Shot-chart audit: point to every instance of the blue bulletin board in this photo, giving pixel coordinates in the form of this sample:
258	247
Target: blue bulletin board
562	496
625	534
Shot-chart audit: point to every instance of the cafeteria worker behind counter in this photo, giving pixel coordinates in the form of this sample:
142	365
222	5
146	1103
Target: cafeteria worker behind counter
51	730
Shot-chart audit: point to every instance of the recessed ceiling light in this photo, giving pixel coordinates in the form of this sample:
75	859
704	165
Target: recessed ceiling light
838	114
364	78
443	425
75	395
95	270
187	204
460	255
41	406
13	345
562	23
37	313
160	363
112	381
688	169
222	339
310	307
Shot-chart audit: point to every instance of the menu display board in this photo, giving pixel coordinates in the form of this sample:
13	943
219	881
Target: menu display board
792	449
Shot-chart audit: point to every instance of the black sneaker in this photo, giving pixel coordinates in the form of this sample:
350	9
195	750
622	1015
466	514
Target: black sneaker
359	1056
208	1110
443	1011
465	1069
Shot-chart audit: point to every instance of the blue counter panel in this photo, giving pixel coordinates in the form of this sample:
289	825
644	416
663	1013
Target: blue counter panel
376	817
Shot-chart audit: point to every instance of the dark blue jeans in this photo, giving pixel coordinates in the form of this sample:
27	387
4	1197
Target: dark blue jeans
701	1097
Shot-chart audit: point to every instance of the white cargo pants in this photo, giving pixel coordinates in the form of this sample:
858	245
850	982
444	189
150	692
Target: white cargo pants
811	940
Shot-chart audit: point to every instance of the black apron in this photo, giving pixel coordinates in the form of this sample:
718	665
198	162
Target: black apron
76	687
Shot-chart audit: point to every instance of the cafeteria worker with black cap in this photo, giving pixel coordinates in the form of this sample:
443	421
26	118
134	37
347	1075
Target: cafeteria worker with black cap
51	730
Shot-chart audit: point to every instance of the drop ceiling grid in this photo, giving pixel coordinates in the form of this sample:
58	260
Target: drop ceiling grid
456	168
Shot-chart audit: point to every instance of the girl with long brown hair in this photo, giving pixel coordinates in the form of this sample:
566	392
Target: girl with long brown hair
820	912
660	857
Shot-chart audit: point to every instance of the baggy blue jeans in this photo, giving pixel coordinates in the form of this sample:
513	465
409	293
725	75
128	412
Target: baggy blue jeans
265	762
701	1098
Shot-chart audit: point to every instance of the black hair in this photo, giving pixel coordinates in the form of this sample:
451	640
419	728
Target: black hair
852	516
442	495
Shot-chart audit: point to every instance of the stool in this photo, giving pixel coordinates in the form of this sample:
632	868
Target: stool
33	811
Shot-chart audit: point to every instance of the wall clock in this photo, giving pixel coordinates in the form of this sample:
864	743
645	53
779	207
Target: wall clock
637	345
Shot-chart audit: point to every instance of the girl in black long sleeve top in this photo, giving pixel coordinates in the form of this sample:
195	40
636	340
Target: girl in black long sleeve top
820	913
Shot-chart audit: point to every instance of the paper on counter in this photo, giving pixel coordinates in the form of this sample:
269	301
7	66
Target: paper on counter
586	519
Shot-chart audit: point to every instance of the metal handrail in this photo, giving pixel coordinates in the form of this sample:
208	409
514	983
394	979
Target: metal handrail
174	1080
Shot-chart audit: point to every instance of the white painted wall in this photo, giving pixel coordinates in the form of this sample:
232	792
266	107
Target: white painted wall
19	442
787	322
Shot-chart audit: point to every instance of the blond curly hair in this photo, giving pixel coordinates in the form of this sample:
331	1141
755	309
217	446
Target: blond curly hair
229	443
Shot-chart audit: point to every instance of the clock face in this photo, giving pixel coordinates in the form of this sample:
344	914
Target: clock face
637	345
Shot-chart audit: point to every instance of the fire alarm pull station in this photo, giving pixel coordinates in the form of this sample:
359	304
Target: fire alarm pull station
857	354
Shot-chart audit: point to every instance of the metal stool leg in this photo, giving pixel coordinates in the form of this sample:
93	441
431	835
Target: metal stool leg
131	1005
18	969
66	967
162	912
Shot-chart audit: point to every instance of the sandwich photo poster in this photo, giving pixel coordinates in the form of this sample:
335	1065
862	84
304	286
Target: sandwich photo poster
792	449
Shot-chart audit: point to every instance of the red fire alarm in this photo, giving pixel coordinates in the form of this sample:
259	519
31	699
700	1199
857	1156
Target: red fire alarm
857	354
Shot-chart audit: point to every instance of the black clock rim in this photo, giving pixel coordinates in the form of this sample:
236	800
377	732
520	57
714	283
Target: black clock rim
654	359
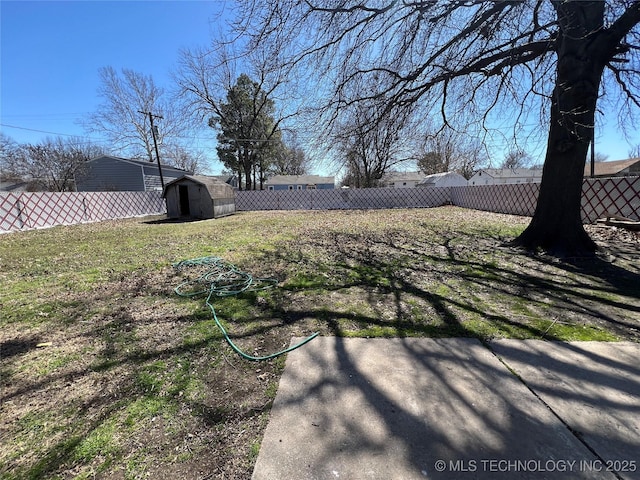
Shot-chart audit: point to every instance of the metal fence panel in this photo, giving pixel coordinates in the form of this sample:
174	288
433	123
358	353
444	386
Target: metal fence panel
27	210
342	199
600	197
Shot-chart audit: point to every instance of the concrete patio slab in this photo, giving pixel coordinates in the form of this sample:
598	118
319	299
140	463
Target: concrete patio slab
412	408
593	386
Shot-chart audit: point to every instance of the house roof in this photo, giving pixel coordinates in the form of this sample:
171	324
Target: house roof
402	177
511	172
434	177
299	180
143	163
603	169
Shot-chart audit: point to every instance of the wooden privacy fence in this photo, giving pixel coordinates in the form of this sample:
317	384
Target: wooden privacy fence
25	210
600	197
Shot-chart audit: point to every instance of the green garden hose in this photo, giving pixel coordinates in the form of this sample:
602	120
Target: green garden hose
219	278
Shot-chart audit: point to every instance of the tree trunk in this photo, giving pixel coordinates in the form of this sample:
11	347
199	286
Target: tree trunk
557	226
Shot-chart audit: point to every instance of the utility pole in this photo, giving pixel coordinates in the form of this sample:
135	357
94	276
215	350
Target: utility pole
155	142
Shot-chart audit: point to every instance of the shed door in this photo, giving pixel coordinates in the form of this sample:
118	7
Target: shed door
183	194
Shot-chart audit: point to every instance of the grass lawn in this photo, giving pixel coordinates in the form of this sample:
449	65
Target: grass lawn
107	373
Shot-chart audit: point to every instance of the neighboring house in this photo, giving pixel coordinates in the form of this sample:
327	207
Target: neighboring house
228	179
401	179
446	179
109	173
617	168
299	182
502	176
199	196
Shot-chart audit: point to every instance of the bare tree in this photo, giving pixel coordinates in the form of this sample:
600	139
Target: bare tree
478	58
516	158
123	117
52	164
370	144
445	149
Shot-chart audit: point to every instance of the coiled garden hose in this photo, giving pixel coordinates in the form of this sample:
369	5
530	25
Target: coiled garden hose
222	279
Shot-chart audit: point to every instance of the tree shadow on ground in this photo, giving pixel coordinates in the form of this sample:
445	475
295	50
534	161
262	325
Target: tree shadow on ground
396	407
455	285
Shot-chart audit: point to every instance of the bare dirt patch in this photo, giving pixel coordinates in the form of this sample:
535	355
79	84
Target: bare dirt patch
106	373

## WORK TO BE COMPLETED
Convert all of the material above into a numbered list, one line per item, with blank lines dropped. Include no images in your answer.

## EXERCISE RESULT
1. Shot-chart audit: point to every instance of the blue bulletin board in this photo, giving pixel coordinates in the form of this sample:
2. 258	247
3. Target: blue bulletin board
4. 562	496
5. 625	534
6. Shot-chart audit: point to every instance of the cafeteria worker behind counter in this photo, giving pixel coordinates in the form of this sample:
7. 142	365
8. 222	5
9. 146	1103
10. Target: cafeteria worker behind counter
11. 51	730
12. Shot-chart audit: point to every instance of the recessed ceiling light in this photo, giving pixel coordinates in the form of this sample:
13. 75	859
14. 704	165
15. Target: recessed ceiling light
16. 838	114
17. 364	78
18. 443	425
19. 75	395
20. 95	270
21. 187	204
22. 460	255
23. 41	406
24. 13	345
25. 562	23
26. 37	313
27. 160	363
28. 112	381
29. 688	169
30. 222	339
31. 310	307
32. Shot-chart audit: point to every instance of the menu display board in this photo, giving pixel coordinates in the form of this sample:
33. 13	943
34. 219	881
35. Target: menu display board
36. 792	449
37. Shot-chart audit: point to every instance of the black sneaker in this photo, giving pixel coordinates in the form of this sample:
38. 350	9
39. 195	750
40. 622	1015
41. 466	514
42. Target: black sneaker
43. 359	1056
44. 208	1110
45. 443	1011
46. 465	1069
47. Shot-chart audit: point to every instance of the blue counter panel in this photo, giving pixel coordinates in the form of this sample:
48. 289	825
49. 644	416
50. 663	1013
51. Target: blue counter panel
52. 376	817
53. Shot-chart audit: point to every instance of the dark blue jeans in this photo, giving pixel coordinates in the form of this sample:
54. 27	387
55. 4	1197
56. Target: dark blue jeans
57. 701	1097
58. Shot-chart audit: point to every instance of the white cargo pants in this photo, giving pixel coordinates in the form of this sample:
59. 858	245
60. 850	982
61. 444	189
62. 150	692
63. Target: white cargo pants
64. 811	940
65. Shot-chart audit: point to every instance of the black apron in this photo, giving pixel coordinates in the form of this sample:
66. 718	665
67. 198	162
68. Target: black apron
69. 76	687
70. Shot-chart audit: point to every instance of the cafeteria worker with black cap in this photo, giving pixel coordinates in the form of this sample:
71. 443	421
72. 26	118
73. 134	37
74. 347	1075
75. Target: cafeteria worker with black cap
76. 51	730
77. Shot-chart audit: point to every instance of the drop ceiling grid in this photo, giving pixel coordinates in the form of this sample:
78. 58	260
79. Target: drop ceiling grid
80. 456	168
81. Shot-chart audit: point to every instance of the girl with long brown hair in this photo, giving pixel coordinates in the form of this sample:
82. 566	392
83. Target: girl with long brown hair
84. 820	912
85. 660	857
86. Shot-chart audit: point to every instance of the baggy blue jeans in this photo, giving pixel coordinates in the form of this sample:
87. 513	465
88. 409	293
89. 725	75
90. 128	412
91. Target: baggy blue jeans
92. 265	762
93. 701	1098
94. Shot-chart audit: point to every instance of the black hair in this photo, giving pixel coordinates in the form of this sample:
95. 451	640
96. 419	728
97. Target: black hair
98. 852	516
99. 442	495
100. Shot-chart audit: point to every instance of the stool in this photo, giving pixel coordinates in the form of this sample:
101. 632	868
102. Target: stool
103. 33	811
104. Shot-chart audit: point to every instance of the wall clock in this photo, giving pixel coordinates in the form of this sample:
105. 864	743
106. 645	53
107. 779	207
108. Target: wall clock
109. 637	345
110. Shot-chart audit: point to every instance of the girl in black long sleeve top in this photo, giving pixel coordinates in the form of this sample:
111. 195	40
112. 636	340
113. Target: girl in black long sleeve top
114. 820	913
115. Shot-chart audit: point to every instance of the paper on counter in this photo, giving pixel coordinates in the form of this sample:
116. 269	301
117. 7	66
118. Target: paper on counter
119. 586	519
120. Shot-chart audit: point to every instance of the metal handrail in this photo, giving pixel coordinates in the form of this sample:
121. 208	409
122. 514	983
123. 394	979
124. Target: metal handrail
125. 174	1080
126. Shot-chart audit: point to every instance of the white painted wall in this photo, giving pixel coordinates in the form of this sample:
127. 232	792
128. 266	107
129. Target: white painted wall
130. 19	442
131. 787	322
132. Shot-chart audit: point to every instance of the blond curly hair in this photo, giving pixel coordinates in the form of this sample:
133. 331	1141
134. 755	309
135. 217	446
136. Target: blond curly hair
137. 229	443
138. Shot-chart audit: point to every instance of the clock face in this photo, giving pixel coordinates in the form of this sample:
139. 344	914
140. Target: clock face
141. 637	345
142. Shot-chart audit: point to every instance of the fire alarm pull station in this photo, giving pixel coordinates in the form of this sample:
143. 359	304
144. Target: fire alarm pull station
145. 857	354
146. Shot-chart audit: point to every instance of the metal stool leg in this photo, giving pixel coordinates in the form of this sample:
147. 93	441
148. 431	835
149. Target: metal stool leg
150. 131	1005
151. 18	969
152. 66	967
153. 162	912
154. Shot-chart audit: point to every instance of the sandwich photo poster in this photo, giving pixel coordinates in the form of this sample:
155. 335	1065
156. 862	84
157. 304	286
158. Target: sandwich photo poster
159. 792	449
160. Shot-chart audit: point to every instance of the red fire alarm in this photo, giving pixel coordinates in the form of this sample:
161. 259	519
162. 31	699
163. 700	1199
164. 857	1156
165. Target: red fire alarm
166. 857	354
167. Shot-chart audit: point to every instance of the black clock rim in this photo, giving pixel coordinates in the form of this sample:
168. 236	800
169. 377	732
170. 520	57
171. 714	283
172. Target: black clock rim
173. 654	359
174. Shot-chart audit: point to every instance of the metal fence panel in this photo, giving pixel coordinates in the form of this sample:
175. 174	288
176. 433	123
177. 358	353
178. 444	386
179. Target: metal fence panel
180. 27	210
181. 342	199
182. 600	197
183. Shot-chart audit: point to every instance of the concrete patio slab in this photo, giving pixel coordinates in the form of this sample:
184. 598	118
185. 319	299
186. 140	463
187. Target: concrete patio slab
188. 412	408
189. 593	386
190. Shot-chart audit: point to every instance of the house roof in this photo, giving pixel coordinates in the form of this sample:
191. 171	324
192. Target: house roof
193. 402	177
194. 511	172
195. 434	177
196. 299	180
197. 143	163
198. 603	169
199. Shot-chart audit: point to every instance of the wooden privacy fence in this photo, giving pixel coordinates in the form of this sample:
200. 317	384
201. Target: wooden privacy fence
202. 25	210
203. 600	197
204. Shot-chart audit: point to every instance of the green garden hose in this photo, giving pixel coordinates in the form of this sample:
205. 602	120
206. Target: green garden hose
207. 219	278
208. Shot-chart audit: point to every instance of the tree trunk in this photo, giving pixel coordinates in the form of this sample:
209. 11	347
210. 199	286
211. Target: tree trunk
212. 557	226
213. Shot-chart audit: point to every instance of the utility pole in this photo, giving pixel coordinates in the form of this sample:
214. 135	357
215. 94	276
216. 215	350
217. Target: utility pole
218. 155	142
219. Shot-chart audit: point to every instance of the shed door in this photo, giving pixel coordinates in the form of this sample:
220. 118	7
221. Target: shed door
222. 183	194
223. Shot-chart audit: point to every instance of the grass lawn in this photo, giving pixel coordinates in the form of this sample:
224. 449	65
225. Target: grass lawn
226. 107	373
227. Shot-chart audit: point to every instance of the neighboring house in this photo, giving pixel coordinates in the form of this sample:
228. 327	207
229. Target: neighboring house
230. 228	179
231. 401	179
232. 446	179
233. 109	173
234. 617	168
235. 299	182
236. 502	176
237. 199	196
238. Shot-chart audit: point to every instance of the bare tree in this photo, giving pixel coordinates in the form of this sample:
239. 600	139
240. Target: bare tree
241. 478	58
242. 516	158
243. 123	117
244. 52	164
245. 370	144
246. 445	149
247. Shot-chart audit: point to every instance of the coiled garden hose in this photo, giving pixel coordinates in the form of this sample:
248. 369	5
249. 530	25
250. Target: coiled garden hose
251. 222	279
252. Shot-chart audit: point to every instance of the tree shadow on ground in this photo, giving pixel coordinates in the form of this sample:
253. 445	475
254. 295	50
255. 534	161
256. 262	325
257. Target: tree shadow on ground
258. 396	407
259. 455	285
260. Shot-chart audit: point to every instance of the bare dirt patch in this photo, giving pixel coordinates in the form of this sample:
261. 535	355
262. 79	84
263. Target: bare dirt patch
264. 106	373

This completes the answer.